That meaning is, by his own account and the critical reading, tenderness rather than violence. "We are all bleeding inside," he has said, and the bleeding body on the white canvas is offered as a shared human vulnerability rather than a spectacle of harm; his red-neon works, carrying phrases like I Miss You and Because of Love, make the same point in light. Critics have distinguished his work from the more confrontational body art of Chris Burden or Gina Pane precisely on this ground: the intent is to unite an audience in feeling rather than to shock it.
Franko B sits in the Live Art canon alongside Ron Athey and Marina Abramovic, and the two artists in this sub-section are directly linked: Athey wrote for Franko B's monograph Still Life, and they showed in the same Tate Modern Live Culture programme in 2003. The Bureau files Franko B in the Performance sub-section as the body artist for whom blood is a language of vulnerability, and whose standing in major institutions (a bleeding performance in the Turbine Hall of Tate Modern) marks how far the transgressive-body tradition has travelled from the underground the archive's sound came from.
The content advisory governs the filing, as across the sub-section. The Bureau documents the art and its themes, records the artist's own framing of the work as blood-letting rather than cutting, and presents Franko B as the serious, widely recognised artist he is, the bleeding body turned into a statement of love and loss.

**Record excerpts:**
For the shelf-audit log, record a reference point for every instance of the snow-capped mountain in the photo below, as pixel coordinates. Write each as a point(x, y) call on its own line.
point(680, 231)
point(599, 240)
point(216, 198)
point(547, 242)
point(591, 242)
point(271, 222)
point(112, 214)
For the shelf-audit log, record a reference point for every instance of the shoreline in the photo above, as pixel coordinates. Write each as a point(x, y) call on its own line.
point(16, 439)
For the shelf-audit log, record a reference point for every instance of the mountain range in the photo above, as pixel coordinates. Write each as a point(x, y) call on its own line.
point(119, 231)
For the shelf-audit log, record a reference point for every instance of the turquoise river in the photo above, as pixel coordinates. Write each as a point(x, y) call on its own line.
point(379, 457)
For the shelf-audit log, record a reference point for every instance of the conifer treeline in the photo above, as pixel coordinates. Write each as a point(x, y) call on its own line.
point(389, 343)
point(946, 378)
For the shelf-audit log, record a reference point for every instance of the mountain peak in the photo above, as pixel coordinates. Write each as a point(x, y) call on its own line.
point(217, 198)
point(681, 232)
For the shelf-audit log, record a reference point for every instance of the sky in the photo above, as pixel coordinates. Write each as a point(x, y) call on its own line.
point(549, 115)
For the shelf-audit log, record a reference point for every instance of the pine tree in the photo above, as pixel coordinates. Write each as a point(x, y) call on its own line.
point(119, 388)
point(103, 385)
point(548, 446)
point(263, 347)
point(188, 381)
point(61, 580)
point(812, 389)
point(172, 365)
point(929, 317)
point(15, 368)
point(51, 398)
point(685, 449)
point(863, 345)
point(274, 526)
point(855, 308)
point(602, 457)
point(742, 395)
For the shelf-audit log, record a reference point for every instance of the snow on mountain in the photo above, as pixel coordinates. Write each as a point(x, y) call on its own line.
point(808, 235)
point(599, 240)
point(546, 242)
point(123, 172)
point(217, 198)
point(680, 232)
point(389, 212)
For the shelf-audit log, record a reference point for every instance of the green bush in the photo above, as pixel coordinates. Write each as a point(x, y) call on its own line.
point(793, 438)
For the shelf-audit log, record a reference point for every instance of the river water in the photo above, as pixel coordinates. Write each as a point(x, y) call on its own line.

**Task statement:** Could you reproduce the Franko B passage above, word for word, from "The content advisory" up to and including "love and loss."?

**Result of the exercise:**
The content advisory governs the filing, as across the sub-section. The Bureau documents the art and its themes, records the artist's own framing of the work as blood-letting rather than cutting, and presents Franko B as the serious, widely recognised artist he is, the bleeding body turned into a statement of love and loss.